Provided text —
Houston is not a place where D.C. United has done well, and two matches this year year were dropped by a combined 5-0.

Then again, Ben Olsen’s club has that little feel of “destiny” around them, and they sure haven’t done much losing lately.

The clubs meet Sunday downtown in Houston to kick off the home-and-away, total  goals series.

Eastern Conference finals: first of two legs

(Official league preview is here)

Sunday’s Kickoff: 4 p.m. ET, BBVA Compass Stadium, NBC Sports Network

On D.C. United

  • Talk about getting things right at the exact, right time: United is 6-0-3 since early September. They’ve forgotten what it feels like to lose!
  • This will be United’s third trip into BBVA Compass Stadium – and the downtown ground of abundant orange paint hasn’t been kind to Olsen’s boys. They were Houston’s first victims in the brand new ground back in May. And a meeting in South Texas in July went wrong in all kinds of ways for D.C., who finished on the wrong end of a 4-0 whuppin.
  • Overall, United is 0-8-1 in Houston. Hard to feel good about something like that.
  • United will be without Andy Najar, who received an additional two-game suspension following his unwise actions in the opening leg of his team’s series win over New York. That means Robbie Russell at right back again. He’s probably a better defender, but Russell doesn’t pose anything close to the threat Najar does going forward.

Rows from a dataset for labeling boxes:

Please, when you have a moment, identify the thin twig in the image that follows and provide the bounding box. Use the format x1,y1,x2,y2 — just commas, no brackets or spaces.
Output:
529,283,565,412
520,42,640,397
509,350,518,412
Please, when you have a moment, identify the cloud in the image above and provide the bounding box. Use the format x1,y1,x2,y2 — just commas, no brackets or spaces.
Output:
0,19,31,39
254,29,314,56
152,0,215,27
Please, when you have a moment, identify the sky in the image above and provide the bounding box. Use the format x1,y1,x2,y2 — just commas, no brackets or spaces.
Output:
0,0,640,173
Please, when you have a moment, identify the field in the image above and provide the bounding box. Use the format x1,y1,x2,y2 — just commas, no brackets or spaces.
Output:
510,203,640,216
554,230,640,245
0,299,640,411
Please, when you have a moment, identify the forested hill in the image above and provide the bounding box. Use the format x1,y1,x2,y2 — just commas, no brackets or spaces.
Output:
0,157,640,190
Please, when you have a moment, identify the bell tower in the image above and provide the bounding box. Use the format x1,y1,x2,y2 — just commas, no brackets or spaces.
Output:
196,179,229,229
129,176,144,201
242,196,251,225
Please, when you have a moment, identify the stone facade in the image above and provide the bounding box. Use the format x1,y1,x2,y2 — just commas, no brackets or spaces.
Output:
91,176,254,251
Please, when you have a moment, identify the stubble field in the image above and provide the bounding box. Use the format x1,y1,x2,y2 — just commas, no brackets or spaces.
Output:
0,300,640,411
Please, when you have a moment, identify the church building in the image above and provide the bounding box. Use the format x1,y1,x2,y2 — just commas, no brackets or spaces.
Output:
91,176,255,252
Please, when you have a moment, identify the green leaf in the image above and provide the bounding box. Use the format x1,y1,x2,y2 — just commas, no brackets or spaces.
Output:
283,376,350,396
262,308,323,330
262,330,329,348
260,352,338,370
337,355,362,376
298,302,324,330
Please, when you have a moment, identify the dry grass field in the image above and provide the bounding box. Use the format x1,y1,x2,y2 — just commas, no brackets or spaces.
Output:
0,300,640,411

Stated problem —
Write out the entire D.C. United match preview above, word for word.

Reply —
Houston is not a place where D.C. United has done well, and two matches this year year were dropped by a combined 5-0.

Then again, Ben Olsen’s club has that little feel of “destiny” around them, and they sure haven’t done much losing lately.

The clubs meet Sunday downtown in Houston to kick off the home-and-away, total  goals series.

Eastern Conference finals: first of two legs

(Official league preview is here)

Sunday’s Kickoff: 4 p.m. ET, BBVA Compass Stadium, NBC Sports Network

On D.C. United

  • Talk about getting things right at the exact, right time: United is 6-0-3 since early September. They’ve forgotten what it feels like to lose!
  • This will be United’s third trip into BBVA Compass Stadium – and the downtown ground of abundant orange paint hasn’t been kind to Olsen’s boys. They were Houston’s first victims in the brand new ground back in May. And a meeting in South Texas in July went wrong in all kinds of ways for D.C., who finished on the wrong end of a 4-0 whuppin.
  • Overall, United is 0-8-1 in Houston. Hard to feel good about something like that.
  • United will be without Andy Najar, who received an additional two-game suspension following his unwise actions in the opening leg of his team’s series win over New York. That means Robbie Russell at right back again. He’s probably a better defender, but Russell doesn’t pose anything close to the threat Najar does going forward.